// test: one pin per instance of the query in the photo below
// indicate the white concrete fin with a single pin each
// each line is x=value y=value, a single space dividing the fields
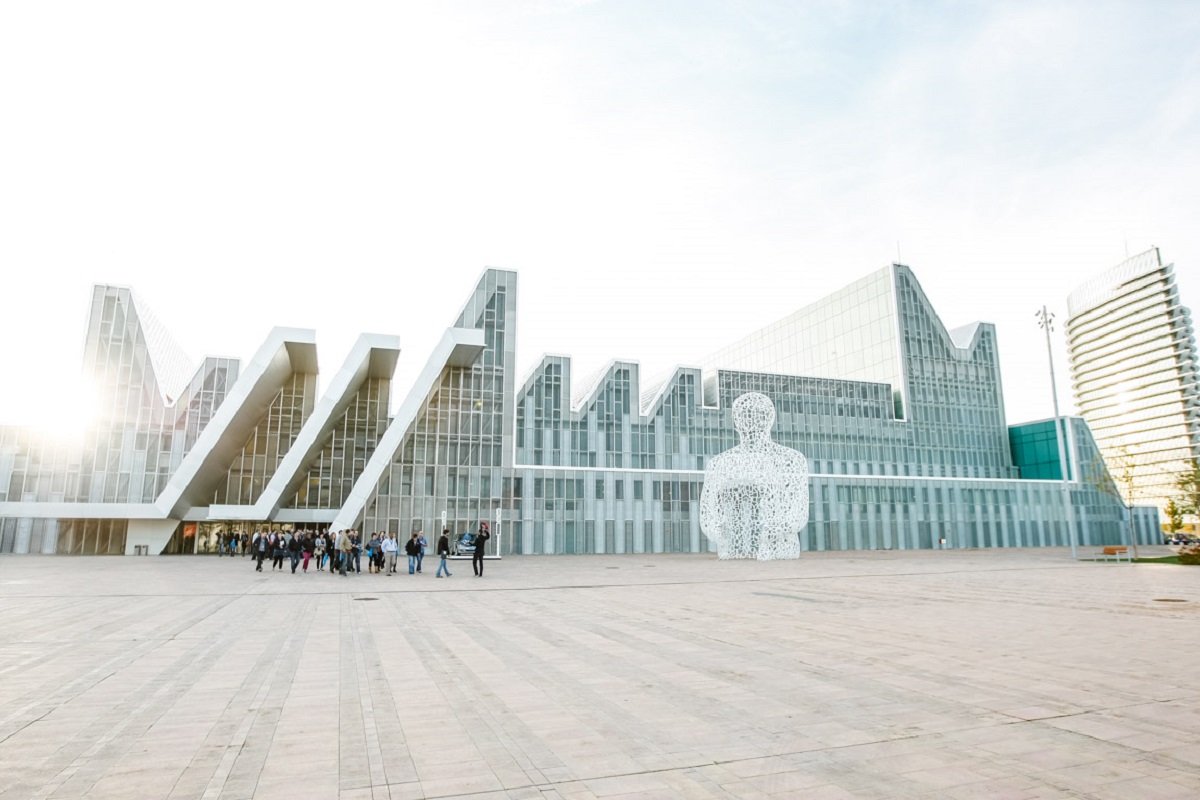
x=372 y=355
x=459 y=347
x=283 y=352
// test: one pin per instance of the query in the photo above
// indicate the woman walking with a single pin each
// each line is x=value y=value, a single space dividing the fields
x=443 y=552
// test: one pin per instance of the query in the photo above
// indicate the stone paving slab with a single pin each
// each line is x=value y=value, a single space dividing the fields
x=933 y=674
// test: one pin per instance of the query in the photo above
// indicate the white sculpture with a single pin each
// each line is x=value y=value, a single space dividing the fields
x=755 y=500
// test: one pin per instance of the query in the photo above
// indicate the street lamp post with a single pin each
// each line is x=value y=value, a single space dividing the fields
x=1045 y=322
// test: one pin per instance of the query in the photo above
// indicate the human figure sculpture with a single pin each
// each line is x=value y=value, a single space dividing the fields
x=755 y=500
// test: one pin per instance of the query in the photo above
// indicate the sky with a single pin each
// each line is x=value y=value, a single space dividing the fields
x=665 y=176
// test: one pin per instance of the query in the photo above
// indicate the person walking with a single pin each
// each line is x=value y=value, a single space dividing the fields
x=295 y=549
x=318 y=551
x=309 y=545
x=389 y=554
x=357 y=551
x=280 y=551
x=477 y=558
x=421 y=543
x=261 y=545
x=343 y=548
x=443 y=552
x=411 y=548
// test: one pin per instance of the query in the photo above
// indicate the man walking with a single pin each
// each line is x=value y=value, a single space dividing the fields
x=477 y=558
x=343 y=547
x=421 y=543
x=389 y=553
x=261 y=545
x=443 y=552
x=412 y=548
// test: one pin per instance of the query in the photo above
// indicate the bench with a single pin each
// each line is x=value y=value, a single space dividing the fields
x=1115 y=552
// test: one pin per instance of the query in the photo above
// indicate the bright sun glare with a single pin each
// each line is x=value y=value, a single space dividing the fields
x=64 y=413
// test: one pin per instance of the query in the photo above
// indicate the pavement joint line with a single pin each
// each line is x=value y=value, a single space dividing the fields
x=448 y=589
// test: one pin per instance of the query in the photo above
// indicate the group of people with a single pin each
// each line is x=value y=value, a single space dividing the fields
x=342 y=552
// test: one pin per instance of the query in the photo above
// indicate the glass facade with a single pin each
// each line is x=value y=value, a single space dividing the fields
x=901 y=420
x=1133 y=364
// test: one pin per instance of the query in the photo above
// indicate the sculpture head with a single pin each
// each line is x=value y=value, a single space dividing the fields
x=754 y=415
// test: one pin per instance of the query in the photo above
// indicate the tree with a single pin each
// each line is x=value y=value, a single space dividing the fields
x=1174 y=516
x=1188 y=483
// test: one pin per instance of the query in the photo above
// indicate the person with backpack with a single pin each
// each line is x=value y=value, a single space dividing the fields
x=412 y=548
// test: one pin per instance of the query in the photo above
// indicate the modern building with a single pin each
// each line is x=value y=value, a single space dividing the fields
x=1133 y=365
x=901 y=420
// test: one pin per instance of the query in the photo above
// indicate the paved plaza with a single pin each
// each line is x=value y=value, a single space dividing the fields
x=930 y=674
——————
- [EXERCISE GOAL]
Rename "pin" to "marker" everywhere it occurs in the material above, and write out all of its lines again with nothing else changed. Leave the pictures out.

- [OUTPUT OF THE EXERCISE]
// test: one marker per instance of the query in the photo below
// indicate the white concrete fin with a single marker each
// each line is x=value y=value, a single space dividing the fields
x=372 y=355
x=459 y=347
x=283 y=352
// test: one marker per instance of the query in the photo above
// indicate the woman walking with a single marker each
// each line is x=value y=value, a single space dividing the fields
x=443 y=552
// test: one marker per instance of the query in the photo above
// indicate the stone paving slab with a single marker each
// each line is x=value y=value, a single space dividing the fields
x=933 y=674
// test: one marker per instance of the query in the photo above
// indicate the white sculpture with a single marker each
// each line is x=value y=value, a single space dividing the fields
x=755 y=500
// test: one marker per instance of the query in the photo above
// indicate the street lamp post with a single marker each
// each line is x=value y=value, a single space dividing the fields
x=1045 y=322
// test: one marker per instance of the query in the photo above
// indicate the human figure sculpture with a single marker each
// each line is x=value y=value, a single space dividing the fields
x=755 y=500
// test: one marker per instance of the query in the photo above
// indicate the sky with a single marker each
// each line is x=value y=value, a single space dividing the fields
x=665 y=176
// test: one marker per instance of the query in the photo above
// indicate the person walking with a single marker each
// each line is x=value y=value, a single space dividing the fields
x=295 y=549
x=318 y=551
x=309 y=545
x=389 y=554
x=357 y=551
x=280 y=551
x=477 y=558
x=421 y=543
x=261 y=545
x=343 y=548
x=443 y=552
x=411 y=548
// test: one marker per instance of the query in the photo above
// indicate the man walking with a single marker each
// each line is x=value y=value, a single space dividing the fields
x=477 y=558
x=343 y=547
x=421 y=543
x=389 y=553
x=261 y=545
x=443 y=552
x=412 y=548
// test: one marker per instance of the query in the photo above
// indicate the bench with a single marker each
// each line is x=value y=value, a single space dividing the fields
x=1115 y=552
// test: one marker per instance of the query in the photo above
// indicate the bright sun glare with a single marker each
// each line is x=value y=value, a single space dividing the fields
x=64 y=413
// test: one marker per instance of the query in the photo above
// indicate the pavement joint line with a single marker each
// each line is x=value y=value, a single space dividing the fields
x=448 y=589
// test: one marker per instance of the query in the photo above
// indicate the group of people with a single marker each
// each line is x=value y=value, a single space dividing the fields
x=342 y=552
// test: one marker per instance of the query in the photo above
// indicate the glass facade with a single marker each
// each line is x=value y=value, a single space dividing the fields
x=901 y=420
x=1133 y=364
// test: one marker per instance of the query in the photo above
// indicate the sculpture head with a single marker each
// each line is x=value y=value, a single space dividing the fields
x=754 y=415
// test: one marker per instance of the query in the photo above
// indicate the tree with a single marker each
// each line is x=value y=value, a single space dividing the fields
x=1174 y=516
x=1188 y=483
// test: one marker per instance of the query in the photo above
// indicate the person with backpack with a single marker each
// each line is x=value y=value, a single space dividing the fields
x=412 y=548
// test: one marker per instance of the query in the photo above
// indicate the modern building with a single marker each
// each line is x=value y=value, a single space dividing the fields
x=1133 y=365
x=901 y=420
// test: one marker per instance of the query in the photo above
// indicate the paved plaza with a single marker each
// each line is x=value y=value, a single space dividing the fields
x=930 y=674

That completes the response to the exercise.